Text section:
# Thread: Help! Proof of Rank A transpose = Nul A perp.

1. ## Help! Proof of Rank A transpose = Nul A perp.

Prove.

$Rank(A^T ) = (Null(A))^\perp$

Where, if V is a subspace,

$V^\perp = \{\vec{w} : \vec{w}$ is perpendicular to $\\\vec{v} \ \ \forall \ \ \vec{v} \ \ \varepsilon \ \ V \}$

Now, I know the rank is number of linearly independent columns in a matrix. So the rank of $A^T$ would be the number of linearly independent rows of A.

I know that the nullspace is the solutions to $A\vec{x}=\vec{0}$
However, the "perpendicular compliment" is a term I am not familiar with. And the simple definition does not really help me. Can someone help me with this proof?

Goal:
Repeat the passage of the linear algebra thread word for word, starting at "# Thread: Help!" and ending at "independent rows of A.".

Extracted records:
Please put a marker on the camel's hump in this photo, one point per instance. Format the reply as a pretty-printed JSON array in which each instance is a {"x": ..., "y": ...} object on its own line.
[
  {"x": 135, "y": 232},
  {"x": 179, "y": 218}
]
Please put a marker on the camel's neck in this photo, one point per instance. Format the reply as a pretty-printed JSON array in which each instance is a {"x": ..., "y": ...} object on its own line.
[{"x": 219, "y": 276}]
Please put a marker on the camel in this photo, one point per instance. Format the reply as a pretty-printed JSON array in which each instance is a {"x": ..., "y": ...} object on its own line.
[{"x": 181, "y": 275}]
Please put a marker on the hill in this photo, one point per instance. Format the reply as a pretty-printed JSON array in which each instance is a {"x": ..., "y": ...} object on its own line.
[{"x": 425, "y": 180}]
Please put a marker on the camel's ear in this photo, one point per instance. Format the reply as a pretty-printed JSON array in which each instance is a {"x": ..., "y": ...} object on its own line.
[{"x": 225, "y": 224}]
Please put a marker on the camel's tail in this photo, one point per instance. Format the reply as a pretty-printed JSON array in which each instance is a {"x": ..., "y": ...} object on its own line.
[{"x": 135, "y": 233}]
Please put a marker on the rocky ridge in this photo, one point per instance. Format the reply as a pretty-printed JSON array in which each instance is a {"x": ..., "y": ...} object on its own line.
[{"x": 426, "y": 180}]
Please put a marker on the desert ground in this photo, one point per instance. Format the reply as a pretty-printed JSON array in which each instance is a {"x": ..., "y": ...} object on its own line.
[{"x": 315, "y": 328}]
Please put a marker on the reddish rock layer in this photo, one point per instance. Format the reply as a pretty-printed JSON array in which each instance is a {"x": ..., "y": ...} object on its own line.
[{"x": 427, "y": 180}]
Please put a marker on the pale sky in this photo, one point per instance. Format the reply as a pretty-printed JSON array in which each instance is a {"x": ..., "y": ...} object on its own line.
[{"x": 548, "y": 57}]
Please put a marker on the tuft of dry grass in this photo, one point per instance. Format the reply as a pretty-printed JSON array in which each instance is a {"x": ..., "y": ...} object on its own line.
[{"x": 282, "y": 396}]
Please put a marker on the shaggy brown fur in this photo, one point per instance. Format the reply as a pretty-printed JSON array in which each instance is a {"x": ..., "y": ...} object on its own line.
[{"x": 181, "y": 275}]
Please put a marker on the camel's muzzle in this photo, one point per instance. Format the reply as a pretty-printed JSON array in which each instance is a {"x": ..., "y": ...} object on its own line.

Correct answer:
# Thread: Help! Proof of Rank A transpose = Nul A perp.

1. ## Help! Proof of Rank A transpose = Nul A perp.

Prove.

$Rank(A^T ) = (Null(A))^\perp$

Where, if V is a subspace,

$V^\perp = \{\vec{w} : \vec{w}$ is perpendicular to $\\\vec{v} \ \ \forall \ \ \vec{v} \ \ \varepsilon \ \ V \}$

Now, I know the rank is number of linearly independent columns in a matrix. So the rank of $A^T$ would be the number of linearly independent rows of A.